>> begin Dataset records

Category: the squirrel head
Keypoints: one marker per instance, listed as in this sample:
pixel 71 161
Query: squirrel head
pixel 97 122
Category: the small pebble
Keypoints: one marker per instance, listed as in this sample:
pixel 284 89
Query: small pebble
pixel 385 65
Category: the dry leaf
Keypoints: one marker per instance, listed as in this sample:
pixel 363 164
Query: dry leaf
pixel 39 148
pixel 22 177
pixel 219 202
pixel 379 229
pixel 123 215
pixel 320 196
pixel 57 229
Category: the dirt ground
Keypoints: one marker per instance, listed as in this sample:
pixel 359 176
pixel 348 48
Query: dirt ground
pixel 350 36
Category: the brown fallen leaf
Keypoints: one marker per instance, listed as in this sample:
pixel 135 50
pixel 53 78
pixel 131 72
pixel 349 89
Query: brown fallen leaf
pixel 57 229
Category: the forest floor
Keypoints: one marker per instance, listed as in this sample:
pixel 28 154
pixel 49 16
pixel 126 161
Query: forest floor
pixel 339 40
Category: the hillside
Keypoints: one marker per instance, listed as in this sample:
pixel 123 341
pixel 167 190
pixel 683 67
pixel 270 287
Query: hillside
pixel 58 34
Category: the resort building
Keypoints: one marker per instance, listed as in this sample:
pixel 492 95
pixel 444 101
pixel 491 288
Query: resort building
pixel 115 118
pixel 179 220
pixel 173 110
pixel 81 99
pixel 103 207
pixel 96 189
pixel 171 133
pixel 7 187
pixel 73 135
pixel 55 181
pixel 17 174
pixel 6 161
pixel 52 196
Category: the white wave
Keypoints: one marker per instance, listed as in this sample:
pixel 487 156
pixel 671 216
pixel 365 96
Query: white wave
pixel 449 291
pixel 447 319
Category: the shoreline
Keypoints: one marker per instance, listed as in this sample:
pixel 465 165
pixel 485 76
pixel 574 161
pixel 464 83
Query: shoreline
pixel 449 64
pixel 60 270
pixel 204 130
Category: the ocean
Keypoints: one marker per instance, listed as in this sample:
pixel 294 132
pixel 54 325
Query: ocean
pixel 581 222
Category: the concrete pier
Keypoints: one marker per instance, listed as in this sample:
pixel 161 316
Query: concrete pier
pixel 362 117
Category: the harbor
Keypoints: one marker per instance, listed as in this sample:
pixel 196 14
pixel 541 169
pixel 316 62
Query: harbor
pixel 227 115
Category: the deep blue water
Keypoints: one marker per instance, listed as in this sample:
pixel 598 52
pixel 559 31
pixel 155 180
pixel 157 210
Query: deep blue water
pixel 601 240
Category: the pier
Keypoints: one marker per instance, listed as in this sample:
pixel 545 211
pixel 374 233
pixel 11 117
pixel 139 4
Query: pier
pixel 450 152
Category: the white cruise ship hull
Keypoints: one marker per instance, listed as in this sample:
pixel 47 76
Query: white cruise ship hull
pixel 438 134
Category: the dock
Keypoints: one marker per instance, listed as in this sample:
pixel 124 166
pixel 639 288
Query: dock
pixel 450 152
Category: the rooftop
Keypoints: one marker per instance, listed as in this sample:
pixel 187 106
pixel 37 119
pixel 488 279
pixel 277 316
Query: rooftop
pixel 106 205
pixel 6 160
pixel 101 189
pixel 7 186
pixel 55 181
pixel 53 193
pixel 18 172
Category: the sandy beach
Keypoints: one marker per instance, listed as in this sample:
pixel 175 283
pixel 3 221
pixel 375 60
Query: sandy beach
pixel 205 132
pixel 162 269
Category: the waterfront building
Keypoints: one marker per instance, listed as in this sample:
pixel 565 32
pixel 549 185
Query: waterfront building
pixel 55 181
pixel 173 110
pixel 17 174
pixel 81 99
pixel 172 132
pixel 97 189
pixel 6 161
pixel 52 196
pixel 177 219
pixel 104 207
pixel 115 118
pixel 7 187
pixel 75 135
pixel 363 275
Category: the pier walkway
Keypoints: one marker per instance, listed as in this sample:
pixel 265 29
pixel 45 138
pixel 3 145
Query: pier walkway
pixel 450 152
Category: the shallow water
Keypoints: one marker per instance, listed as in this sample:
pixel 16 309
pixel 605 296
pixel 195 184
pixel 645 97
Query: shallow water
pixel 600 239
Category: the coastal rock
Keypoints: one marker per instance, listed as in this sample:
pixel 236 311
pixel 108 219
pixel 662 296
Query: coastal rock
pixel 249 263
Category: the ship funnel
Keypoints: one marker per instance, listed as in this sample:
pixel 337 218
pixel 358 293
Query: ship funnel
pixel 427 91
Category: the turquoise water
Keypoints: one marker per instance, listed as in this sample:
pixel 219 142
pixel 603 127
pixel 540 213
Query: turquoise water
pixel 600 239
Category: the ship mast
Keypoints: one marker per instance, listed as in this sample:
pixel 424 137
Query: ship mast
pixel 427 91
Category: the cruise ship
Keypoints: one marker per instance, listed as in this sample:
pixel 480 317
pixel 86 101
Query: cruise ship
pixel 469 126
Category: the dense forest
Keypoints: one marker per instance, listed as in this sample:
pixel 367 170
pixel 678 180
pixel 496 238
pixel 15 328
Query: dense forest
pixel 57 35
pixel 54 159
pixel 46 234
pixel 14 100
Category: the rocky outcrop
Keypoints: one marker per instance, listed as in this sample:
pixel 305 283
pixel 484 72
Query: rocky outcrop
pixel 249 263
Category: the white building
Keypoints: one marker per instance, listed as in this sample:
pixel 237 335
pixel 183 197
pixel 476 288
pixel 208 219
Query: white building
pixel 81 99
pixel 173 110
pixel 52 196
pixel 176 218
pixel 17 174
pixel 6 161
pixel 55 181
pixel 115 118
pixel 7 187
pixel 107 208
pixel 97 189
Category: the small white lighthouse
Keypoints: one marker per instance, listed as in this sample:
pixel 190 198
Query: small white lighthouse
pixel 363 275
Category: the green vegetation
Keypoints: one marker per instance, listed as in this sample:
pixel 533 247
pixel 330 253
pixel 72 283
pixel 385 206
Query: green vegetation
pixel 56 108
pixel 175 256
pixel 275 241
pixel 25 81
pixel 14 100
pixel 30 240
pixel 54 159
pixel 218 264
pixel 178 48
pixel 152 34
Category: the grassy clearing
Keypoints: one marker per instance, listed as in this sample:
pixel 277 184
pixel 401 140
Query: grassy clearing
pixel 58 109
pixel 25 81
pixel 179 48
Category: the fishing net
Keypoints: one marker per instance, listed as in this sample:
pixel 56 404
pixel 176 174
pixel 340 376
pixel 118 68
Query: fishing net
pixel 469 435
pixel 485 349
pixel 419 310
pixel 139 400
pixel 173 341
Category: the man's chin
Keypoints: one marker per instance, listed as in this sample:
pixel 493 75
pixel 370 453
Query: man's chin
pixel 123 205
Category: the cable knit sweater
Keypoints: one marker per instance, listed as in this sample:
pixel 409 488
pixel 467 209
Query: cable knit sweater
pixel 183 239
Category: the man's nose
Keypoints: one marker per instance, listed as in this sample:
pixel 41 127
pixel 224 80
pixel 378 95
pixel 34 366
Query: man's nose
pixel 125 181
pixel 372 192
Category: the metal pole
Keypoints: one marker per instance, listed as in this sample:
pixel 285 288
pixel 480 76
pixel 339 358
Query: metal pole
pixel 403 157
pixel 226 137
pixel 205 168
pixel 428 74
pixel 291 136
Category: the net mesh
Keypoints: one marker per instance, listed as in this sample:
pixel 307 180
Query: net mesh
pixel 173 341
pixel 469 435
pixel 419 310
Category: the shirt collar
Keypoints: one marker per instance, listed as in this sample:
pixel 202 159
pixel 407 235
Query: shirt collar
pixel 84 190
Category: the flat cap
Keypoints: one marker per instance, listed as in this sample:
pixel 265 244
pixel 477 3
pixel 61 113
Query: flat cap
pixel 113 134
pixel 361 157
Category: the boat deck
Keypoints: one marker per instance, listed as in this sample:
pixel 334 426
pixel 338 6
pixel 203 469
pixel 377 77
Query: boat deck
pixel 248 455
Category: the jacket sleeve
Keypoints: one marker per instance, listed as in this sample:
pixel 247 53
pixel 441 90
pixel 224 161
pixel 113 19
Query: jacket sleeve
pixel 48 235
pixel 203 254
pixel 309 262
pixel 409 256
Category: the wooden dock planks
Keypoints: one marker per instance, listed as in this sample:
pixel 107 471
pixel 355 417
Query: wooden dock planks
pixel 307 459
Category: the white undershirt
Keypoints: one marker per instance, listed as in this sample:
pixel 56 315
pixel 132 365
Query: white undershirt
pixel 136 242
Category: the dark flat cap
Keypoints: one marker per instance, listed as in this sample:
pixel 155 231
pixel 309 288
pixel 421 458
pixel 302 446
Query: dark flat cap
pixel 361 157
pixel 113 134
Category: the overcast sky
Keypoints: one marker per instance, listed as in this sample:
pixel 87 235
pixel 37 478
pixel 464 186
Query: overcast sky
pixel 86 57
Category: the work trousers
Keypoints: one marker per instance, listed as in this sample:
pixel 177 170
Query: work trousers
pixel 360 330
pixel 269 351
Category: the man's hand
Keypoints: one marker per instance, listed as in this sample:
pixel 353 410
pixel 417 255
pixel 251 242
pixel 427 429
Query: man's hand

>> end Dataset records

Request: Copy out word for word the part of the listing above that opens with the line containing "Category: the boat deck" and closes with the line containing "pixel 409 256", including both of those lines.

Solved exercise:
Category: the boat deck
Keypoints: one marker per instance, listed as in this sample:
pixel 334 426
pixel 338 6
pixel 203 469
pixel 377 77
Query: boat deck
pixel 248 455
Category: the jacket sleeve
Keypoints: one marker per instance, listed as in this sample:
pixel 247 53
pixel 441 90
pixel 224 161
pixel 113 19
Query: jacket sleeve
pixel 48 235
pixel 203 254
pixel 309 262
pixel 409 256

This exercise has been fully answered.